TEXT »
·····

Sixpence None The Richer -My Dear Machine EP

When Sixpence None The Richer teamed with Charlie Peacock for his 2004 release, Full Circle, it was a pretty firm belief that this was the last we would hear from the collaborative efforts of Matt Slocum and Leigh (Bingham) Nash. While the duo went their separate ways - Slocum to work with Astronaut Pushers and Nash to launch a solo pop career - they would later learn that what they had together, musically, was something special that they couldn't replicate on their own apart from each other. With that realized late last year, Slocum and Nash decided 2008 would bring about the return of Sixpence None The Richer.

·····

SOURCE DATA »
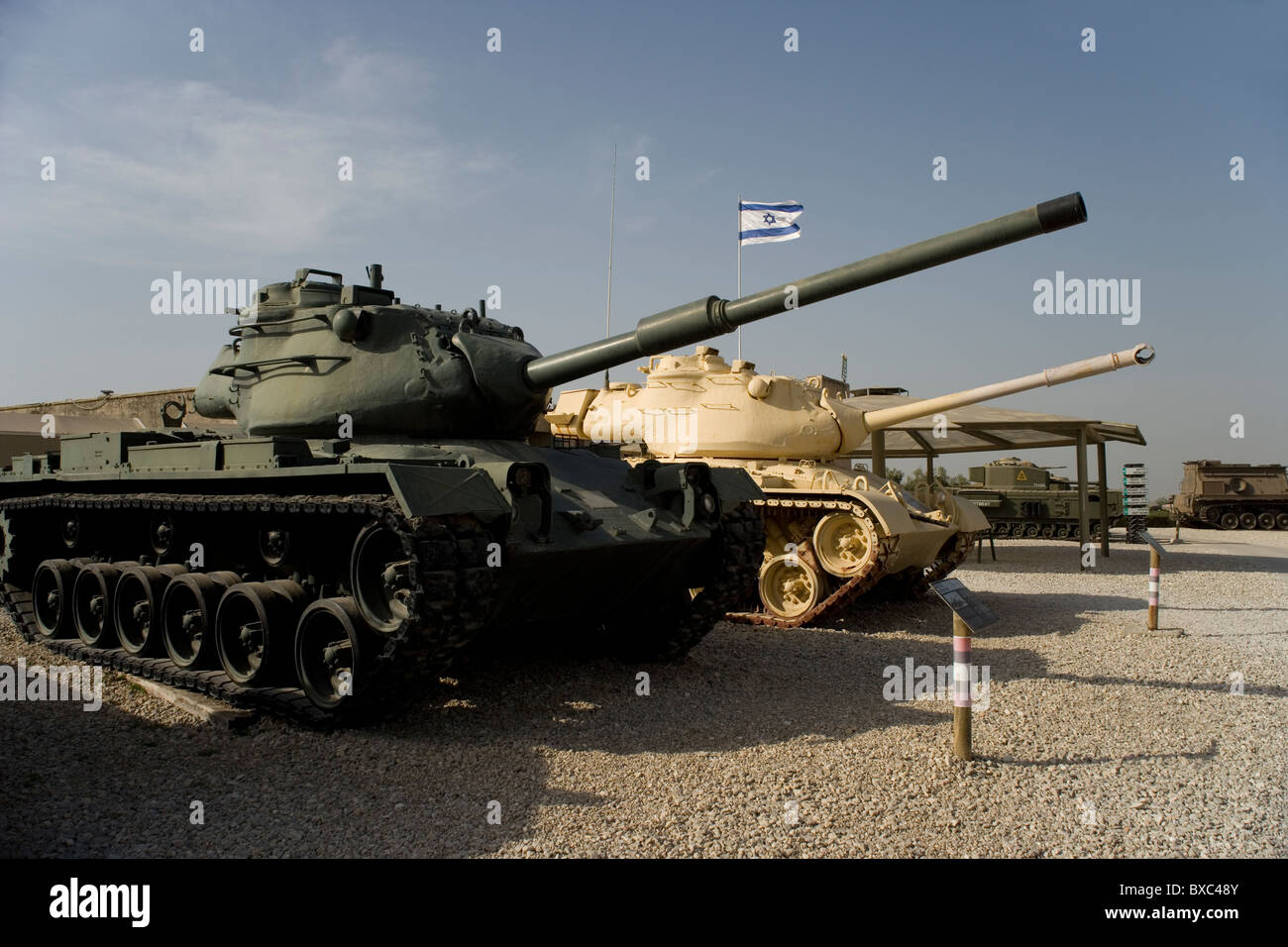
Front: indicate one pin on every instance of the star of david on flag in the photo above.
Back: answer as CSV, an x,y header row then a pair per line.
x,y
768,223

·····

REQUEST » According to the Sixpence None The Richer text, what did Leigh Nash do after the duo went their separate ways? The data has no connection to the Sixpence None The Richer text.

RESPONSE » She launched a solo pop career.